*Vorliegender Text*
# # #
Ein zweites Oktogon im Obergeschoss erlaubt mehr Flexibilität. Ein Gespräch mit Ortrud Westheider, Andreas Hoffmann und Jan Störmer.

Museumswelt:

Das Bucerius Kunst Forum bekommt jetzt zusätzliche Räume. Besteht damit nicht die Gefahr, dass die von den Besuchern so geschätzte Überschaubarkeit des Ausstellungsformats aufgegeben wird?

Ortrud Westheider:

Nein, wir bleiben bei unserem Konzept des konzentrierten Blicks. Das obere Oktogon erweitert unsere Möglichkeiten und bietet mehr Flexibilität für Ausstellungen, deren Format sich nicht grundsätzlich ändern wird.



Museumswelt:

Bisher fand im Erdgeschoss-Oktogon der Hauptteil der Ausstellung statt, während im Untergeschoss noch zusätzliches Material gezeigt wurde, u. a. auch der jeweilige Begleitfilm. Verlagern Sie jetzt diese Dinge ins Obergeschoss?

Westheider:

Es wird ganz vom Thema abhängen, wie wir mit der neuen räumlichen Situation umgehen. Es kann sein, dass wir mit kleineren Formaten nach oben gehen, es ist aber auch denkbar, dass im oberen Oktogon ein anderer thematischer Schwerpunkt gesetzt wird.
# # #
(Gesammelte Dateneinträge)
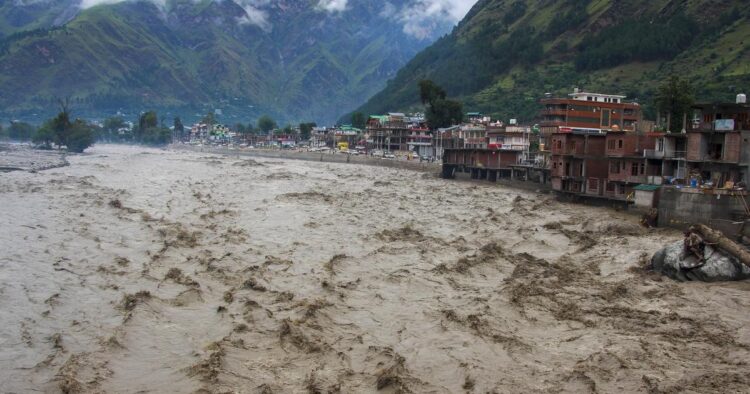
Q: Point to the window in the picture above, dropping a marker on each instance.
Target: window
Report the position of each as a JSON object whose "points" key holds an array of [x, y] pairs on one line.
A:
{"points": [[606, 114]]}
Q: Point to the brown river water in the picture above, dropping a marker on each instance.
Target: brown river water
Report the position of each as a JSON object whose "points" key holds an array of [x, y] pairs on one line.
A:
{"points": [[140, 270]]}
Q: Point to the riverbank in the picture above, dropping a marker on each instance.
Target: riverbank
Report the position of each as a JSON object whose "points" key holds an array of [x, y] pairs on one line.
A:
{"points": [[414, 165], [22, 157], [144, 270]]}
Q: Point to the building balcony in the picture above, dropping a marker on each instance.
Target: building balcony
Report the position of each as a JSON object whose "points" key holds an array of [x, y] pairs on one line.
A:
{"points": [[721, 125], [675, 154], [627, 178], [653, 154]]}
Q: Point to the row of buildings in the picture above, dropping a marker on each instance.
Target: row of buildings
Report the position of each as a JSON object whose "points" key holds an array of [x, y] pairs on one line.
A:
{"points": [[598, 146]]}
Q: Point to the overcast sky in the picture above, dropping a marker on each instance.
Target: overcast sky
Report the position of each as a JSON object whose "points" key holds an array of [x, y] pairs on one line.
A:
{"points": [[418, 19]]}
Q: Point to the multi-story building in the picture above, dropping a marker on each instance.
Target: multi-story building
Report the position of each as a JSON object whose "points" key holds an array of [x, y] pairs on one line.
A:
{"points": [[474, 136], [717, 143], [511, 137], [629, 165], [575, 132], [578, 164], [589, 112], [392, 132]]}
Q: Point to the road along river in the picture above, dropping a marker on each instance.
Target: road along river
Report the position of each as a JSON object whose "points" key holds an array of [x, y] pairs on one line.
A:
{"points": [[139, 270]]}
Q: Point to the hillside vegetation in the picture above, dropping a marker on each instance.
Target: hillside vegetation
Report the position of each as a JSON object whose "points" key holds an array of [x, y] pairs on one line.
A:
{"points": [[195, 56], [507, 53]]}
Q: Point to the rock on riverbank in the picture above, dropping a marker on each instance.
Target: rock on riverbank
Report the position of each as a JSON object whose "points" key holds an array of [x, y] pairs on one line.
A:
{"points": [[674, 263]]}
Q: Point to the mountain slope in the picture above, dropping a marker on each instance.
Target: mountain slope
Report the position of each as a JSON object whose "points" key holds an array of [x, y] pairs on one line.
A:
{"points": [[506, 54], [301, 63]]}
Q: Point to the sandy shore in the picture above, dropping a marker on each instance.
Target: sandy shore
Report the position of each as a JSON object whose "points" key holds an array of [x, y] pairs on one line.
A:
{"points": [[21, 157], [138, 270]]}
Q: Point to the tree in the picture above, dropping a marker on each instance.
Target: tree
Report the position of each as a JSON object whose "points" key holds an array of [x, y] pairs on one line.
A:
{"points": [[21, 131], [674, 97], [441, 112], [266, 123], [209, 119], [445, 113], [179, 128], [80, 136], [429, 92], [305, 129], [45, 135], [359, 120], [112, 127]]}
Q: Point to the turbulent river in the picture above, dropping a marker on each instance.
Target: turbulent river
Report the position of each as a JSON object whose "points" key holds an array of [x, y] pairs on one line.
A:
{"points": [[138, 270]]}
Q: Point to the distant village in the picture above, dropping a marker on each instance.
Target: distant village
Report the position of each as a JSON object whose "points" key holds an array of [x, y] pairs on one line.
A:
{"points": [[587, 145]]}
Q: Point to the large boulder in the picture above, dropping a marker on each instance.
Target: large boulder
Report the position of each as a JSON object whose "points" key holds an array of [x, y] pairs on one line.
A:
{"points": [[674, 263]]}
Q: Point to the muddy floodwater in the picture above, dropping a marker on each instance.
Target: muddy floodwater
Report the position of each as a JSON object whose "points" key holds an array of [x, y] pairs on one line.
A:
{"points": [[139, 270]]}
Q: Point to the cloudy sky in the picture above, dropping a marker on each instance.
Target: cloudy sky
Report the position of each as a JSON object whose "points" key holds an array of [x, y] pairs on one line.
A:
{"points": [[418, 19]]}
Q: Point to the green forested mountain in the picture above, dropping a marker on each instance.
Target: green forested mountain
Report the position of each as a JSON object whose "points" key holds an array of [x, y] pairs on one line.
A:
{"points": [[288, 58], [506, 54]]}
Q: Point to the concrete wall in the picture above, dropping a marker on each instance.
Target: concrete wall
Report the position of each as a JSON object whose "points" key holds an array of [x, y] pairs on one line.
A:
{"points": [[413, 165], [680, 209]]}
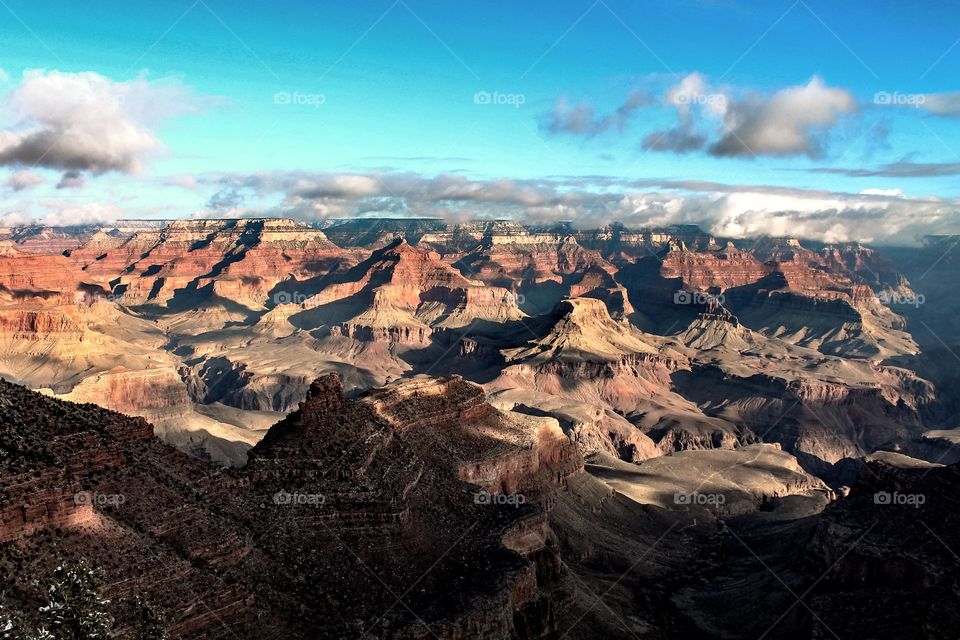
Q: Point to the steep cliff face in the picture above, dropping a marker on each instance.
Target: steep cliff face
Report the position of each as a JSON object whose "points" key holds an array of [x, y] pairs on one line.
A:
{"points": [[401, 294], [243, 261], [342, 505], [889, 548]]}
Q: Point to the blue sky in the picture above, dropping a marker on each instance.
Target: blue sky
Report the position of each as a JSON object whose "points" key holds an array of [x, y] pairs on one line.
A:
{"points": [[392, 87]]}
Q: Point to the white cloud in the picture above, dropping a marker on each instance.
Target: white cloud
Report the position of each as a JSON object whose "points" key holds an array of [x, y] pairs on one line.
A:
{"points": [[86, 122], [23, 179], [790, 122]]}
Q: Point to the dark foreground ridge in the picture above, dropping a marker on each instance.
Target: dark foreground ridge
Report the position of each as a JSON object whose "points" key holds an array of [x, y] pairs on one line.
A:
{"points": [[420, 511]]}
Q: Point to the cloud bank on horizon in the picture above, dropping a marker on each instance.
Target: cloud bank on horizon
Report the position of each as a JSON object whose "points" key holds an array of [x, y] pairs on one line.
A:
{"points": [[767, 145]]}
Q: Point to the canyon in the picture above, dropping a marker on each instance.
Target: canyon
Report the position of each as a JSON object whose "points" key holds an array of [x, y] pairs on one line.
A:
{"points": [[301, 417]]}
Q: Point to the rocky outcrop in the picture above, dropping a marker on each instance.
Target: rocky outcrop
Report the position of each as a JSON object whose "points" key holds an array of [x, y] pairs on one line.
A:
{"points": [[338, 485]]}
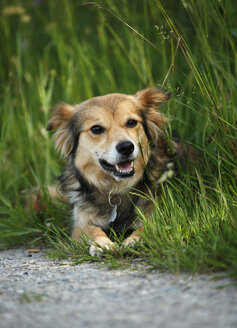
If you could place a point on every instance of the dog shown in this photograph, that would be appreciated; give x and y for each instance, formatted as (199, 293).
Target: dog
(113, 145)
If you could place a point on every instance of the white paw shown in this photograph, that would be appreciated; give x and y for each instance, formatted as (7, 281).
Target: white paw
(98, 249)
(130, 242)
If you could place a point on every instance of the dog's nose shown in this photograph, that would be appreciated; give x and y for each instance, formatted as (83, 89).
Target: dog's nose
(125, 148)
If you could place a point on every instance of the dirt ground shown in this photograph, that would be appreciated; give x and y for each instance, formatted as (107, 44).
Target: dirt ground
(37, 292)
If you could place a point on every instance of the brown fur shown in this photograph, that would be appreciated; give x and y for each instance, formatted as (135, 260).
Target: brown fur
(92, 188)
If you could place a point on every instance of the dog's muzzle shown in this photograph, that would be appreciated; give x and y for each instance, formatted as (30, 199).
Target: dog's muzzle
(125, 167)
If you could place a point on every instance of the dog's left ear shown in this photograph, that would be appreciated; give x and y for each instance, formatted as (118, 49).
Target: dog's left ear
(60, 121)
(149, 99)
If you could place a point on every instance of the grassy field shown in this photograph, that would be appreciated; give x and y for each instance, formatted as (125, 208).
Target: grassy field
# # #
*Ihre Aufgabe*
Führen Sie das Interview über die neuen Räume des Bucerius Kunst Forums im Anschluss an seinen letzten Satz fort.

*Antwortteil*
Museumswelt:

Im ersten Stock gibt es neben dem Ausstellungs-Oktogon auch das nach seinem Spender benannte Ian-Karan-Auditorium. Wie soll dieser Veranstaltungsraum genutzt werden?

Andreas Hoffmann:

Es war von Anfang an unser Konzept, nicht nur Ausstellungen zu zeigen, sondern ein Forum für alle Künste zu bieten und neben der Bildenden Kunst auch Literatur und Musik einzubinden. Das haben wir bisher immer mit der Oktogonale getan, die jeweils im Herbst zehn Tage lang in einer Ausstellungspause stattfand und sich thematisch an die vorangegangene Schau anschloss.


Neu ist jetzt, dass wir mit dem Ian-Karan-Auditorium einen Kammermusiksaal mit bis zu 120 Plätzen dazugewonnen haben, in dem nun begleitend zu den Ausstellungen Konzerte und Lesungen stattfinden können.


Museumswelt:

Was wird mit der Oktogonale?

Hoffmann:

In der bisherigen Form geben wir sie auf, haben aber dafür im Grunde genommen das ganze Jahr über Oktogonale, nämlich mit den begleitenden Veranstaltungen zu den Ausstellungen.



Museumswelt:

Wie viele Veranstaltungen werden das sein?

Hoffmann:

Deutlich mehr als bisher: drei Konzerte zu jeder Ausstellung, dazu mehrere Literaturabende. Die Beschäftigung mit der Gänsemarktoper wird für uns weiterhin wichtig sein. Es gibt auch in Zukunft Opernaufführungen. Dafür können wir den Kammermusiksaal öffnen, wodurch dann eine Foyer-Situation entsteht.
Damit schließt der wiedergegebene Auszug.